• Text provided
----------

A model of Patton’s command vehicle. Patton lived in a trailer and moved with his troops during most of World War II, unlike other US generals who mostly stayed in hotels. Patton was an RVer before there were RVs.
The Patton Museum has an extensive World War II small arms display. I could have spent half a day just viewing this part of the Museum. I’ll be back.
The Patton Museum’s small arms display included this beautiful Model 1917 Colt .45 ACP revolver.  Most of the surviving specimens you see today (when you see them at all; they are not very common) have a Parkerized finish. This one has the original blued finish. I own a Colt 1917; mine has the original finish, too. There’s quite a story behind these revolvers.
A beautiful British Infantry Lee Enfield No. 4 rifle. I grabbed a photo of this one because it had an unusually attractive stock, something you don’t often see on infantry rifles.
A replica of General Patton’s ivory-handled Colt Single Action Army revolver. Patton carried different sidearms during World War II, including this Colt SAA and a Smith and Wesson .357 Magnum (also equipped with ivory grips). Patton’s Colt SAA had two notches carved in the left grip.  Then Lieutenant Patton was part of the Pershing expedition that chased Pancho Villa in Mexico from Fort Bliss (my old stomping grounds). Patton personally killed two men in a gunfight during that action. There’s no doubt about it: Patton was the real deal, a genuine warrior.

----------

• Record excerpts

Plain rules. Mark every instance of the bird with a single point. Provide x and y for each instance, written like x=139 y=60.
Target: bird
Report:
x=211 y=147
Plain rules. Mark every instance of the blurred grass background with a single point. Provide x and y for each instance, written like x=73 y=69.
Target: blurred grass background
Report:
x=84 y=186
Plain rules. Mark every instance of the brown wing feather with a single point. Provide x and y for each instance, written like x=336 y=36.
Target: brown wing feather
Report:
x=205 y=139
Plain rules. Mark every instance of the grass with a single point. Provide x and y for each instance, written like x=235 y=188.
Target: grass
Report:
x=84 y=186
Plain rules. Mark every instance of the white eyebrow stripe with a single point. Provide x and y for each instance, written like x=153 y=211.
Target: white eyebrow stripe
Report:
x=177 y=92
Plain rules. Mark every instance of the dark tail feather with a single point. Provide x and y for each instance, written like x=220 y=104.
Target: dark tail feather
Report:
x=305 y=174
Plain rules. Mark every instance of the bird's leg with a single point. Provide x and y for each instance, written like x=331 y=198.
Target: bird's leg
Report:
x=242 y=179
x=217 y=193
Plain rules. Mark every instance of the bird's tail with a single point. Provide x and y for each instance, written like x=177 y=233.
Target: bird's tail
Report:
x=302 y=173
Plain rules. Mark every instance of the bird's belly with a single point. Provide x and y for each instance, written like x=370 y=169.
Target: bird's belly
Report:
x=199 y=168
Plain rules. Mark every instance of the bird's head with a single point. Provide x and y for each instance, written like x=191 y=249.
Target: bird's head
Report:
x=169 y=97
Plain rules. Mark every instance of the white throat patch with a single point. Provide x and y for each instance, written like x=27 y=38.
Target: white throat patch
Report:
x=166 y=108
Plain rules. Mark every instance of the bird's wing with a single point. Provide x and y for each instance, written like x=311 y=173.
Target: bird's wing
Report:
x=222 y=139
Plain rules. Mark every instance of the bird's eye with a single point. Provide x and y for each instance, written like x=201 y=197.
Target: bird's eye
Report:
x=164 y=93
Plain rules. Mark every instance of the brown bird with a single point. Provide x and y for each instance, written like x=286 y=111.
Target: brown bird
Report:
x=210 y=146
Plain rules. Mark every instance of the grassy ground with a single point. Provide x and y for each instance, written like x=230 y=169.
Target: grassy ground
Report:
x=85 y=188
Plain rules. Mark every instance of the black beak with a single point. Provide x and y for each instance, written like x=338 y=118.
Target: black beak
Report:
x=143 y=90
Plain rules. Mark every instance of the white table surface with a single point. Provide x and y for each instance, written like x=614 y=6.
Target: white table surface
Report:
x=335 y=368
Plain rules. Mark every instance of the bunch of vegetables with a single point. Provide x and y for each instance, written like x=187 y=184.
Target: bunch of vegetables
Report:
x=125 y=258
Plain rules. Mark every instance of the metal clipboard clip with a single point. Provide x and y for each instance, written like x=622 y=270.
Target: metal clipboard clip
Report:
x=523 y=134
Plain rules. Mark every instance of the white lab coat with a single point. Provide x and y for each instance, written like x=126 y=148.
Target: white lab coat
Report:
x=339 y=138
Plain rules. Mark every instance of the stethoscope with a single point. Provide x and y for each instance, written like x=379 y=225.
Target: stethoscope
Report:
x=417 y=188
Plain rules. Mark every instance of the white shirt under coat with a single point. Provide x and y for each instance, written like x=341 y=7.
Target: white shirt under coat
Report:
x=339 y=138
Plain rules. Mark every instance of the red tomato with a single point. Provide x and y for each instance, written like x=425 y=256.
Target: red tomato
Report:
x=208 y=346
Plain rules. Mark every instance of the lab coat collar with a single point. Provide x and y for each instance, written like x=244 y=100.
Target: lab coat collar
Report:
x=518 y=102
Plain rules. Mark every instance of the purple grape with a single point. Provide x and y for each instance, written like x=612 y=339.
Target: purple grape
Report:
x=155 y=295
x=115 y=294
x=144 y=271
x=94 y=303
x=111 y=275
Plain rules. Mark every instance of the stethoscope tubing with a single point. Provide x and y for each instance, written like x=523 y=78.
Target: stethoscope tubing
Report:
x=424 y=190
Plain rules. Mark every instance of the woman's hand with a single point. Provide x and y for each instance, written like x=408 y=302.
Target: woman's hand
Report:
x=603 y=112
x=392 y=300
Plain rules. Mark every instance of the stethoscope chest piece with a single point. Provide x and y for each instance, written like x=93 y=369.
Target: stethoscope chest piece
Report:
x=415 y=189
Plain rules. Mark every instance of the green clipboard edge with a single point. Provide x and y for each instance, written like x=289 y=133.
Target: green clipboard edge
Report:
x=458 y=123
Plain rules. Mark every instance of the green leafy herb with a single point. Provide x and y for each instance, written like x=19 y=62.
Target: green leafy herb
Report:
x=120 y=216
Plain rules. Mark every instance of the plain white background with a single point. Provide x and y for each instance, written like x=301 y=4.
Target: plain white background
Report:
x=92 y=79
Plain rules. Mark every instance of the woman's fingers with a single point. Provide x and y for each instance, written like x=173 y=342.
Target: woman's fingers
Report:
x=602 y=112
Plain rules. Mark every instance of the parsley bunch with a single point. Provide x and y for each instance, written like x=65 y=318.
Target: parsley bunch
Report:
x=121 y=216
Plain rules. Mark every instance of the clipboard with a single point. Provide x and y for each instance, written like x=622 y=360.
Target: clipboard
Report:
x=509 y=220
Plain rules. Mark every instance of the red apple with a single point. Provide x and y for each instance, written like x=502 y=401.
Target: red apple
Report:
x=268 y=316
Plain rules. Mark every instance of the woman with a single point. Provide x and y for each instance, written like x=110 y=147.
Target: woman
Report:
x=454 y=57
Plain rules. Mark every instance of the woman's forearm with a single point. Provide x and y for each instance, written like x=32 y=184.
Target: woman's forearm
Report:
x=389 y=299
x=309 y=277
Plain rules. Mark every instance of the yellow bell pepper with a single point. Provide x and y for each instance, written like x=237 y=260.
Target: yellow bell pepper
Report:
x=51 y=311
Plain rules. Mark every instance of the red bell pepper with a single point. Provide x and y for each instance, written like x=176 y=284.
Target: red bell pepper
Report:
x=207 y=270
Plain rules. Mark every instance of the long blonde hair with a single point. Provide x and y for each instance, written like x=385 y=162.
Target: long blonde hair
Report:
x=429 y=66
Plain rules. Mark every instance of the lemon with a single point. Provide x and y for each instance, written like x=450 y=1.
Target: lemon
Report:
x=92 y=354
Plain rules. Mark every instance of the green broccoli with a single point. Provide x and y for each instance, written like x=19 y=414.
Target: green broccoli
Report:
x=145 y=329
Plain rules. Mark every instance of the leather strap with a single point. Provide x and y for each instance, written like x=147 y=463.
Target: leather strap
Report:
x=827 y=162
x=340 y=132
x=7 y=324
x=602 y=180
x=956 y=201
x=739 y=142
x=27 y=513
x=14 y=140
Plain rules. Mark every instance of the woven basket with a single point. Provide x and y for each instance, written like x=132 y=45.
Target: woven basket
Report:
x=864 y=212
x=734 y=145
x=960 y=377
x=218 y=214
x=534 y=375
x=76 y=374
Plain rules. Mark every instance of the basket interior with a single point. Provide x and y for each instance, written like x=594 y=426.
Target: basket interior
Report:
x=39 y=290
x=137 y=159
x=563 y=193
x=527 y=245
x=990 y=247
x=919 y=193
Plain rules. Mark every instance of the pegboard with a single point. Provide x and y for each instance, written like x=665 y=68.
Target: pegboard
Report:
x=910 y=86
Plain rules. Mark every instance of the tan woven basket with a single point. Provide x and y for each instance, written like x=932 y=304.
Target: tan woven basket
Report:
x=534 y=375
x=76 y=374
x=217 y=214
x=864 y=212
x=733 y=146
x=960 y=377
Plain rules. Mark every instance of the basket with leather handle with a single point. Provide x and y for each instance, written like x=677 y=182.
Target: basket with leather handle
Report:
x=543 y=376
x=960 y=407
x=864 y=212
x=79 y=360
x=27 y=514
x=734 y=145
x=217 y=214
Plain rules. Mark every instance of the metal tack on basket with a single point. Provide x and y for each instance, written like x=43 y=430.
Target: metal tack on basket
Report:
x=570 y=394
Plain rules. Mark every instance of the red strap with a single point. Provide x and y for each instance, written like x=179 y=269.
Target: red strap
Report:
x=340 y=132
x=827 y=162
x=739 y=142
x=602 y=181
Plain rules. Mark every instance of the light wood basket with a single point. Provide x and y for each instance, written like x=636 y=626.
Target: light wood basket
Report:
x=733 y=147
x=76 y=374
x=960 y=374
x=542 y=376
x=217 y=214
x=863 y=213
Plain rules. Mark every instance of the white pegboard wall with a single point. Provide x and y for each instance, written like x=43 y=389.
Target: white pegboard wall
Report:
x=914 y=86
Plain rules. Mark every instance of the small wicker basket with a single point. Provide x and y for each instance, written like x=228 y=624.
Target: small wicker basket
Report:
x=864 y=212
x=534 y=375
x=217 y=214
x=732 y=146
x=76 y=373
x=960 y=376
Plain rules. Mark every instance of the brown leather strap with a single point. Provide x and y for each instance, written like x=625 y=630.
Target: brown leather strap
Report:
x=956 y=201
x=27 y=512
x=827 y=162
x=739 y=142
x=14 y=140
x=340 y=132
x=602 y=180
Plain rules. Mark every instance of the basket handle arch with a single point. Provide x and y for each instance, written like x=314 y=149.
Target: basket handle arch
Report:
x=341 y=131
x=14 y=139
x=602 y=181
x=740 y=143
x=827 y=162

----------

• Tasks and exercises
a: Answer these from the Patton Museum passage, one line each:
(i) Where did most other US generals stay during World War II?
(ii) What finish does the Model 1917 Colt revolver on display have?
(iii) How many notches were carved in the left grip of Patton's Colt Single Action Army?
b: List every firearm model named in the Patton Museum passage.
c: Write the next part of the Patton Museum passage, picking up after its final sentence.

• Answers for this exercise
a:
(i) In hotels.
(ii) The original blued finish.
(iii) Two.

b:
Model 1917 Colt .45 ACP revolver
Lee Enfield No. 4 rifle
Colt Single Action Army revolver
Smith and Wesson .357 Magnum

c:
In addition to the General Patton Memorial Museum, there are several businesses the Chiriaco family operates at Chiriaco Summit, and the reach of this impressive family is four generations deep.  As we mentioned earlier, it’s a story that can’t be told in a single article, but Margit was kind enough to give us a copy of Chiriaco Summit, a book that tells it better than I ever could.  You should buy a copy.  It’s a great read about a great family and a great place.

I enjoyed Chiriaco Summit immensely. That’s Joe Chiriaco in the lower left photo, and Ruth Chiriaco in the upper right inset. Margit Chiriaco Rusche, their daughter, is seated in the 1928 Model A.  Fourth-generation Victor (whom we met) runs a vintage car header company at Chiriaco Summit.  Victor is the young man standing behind Margit.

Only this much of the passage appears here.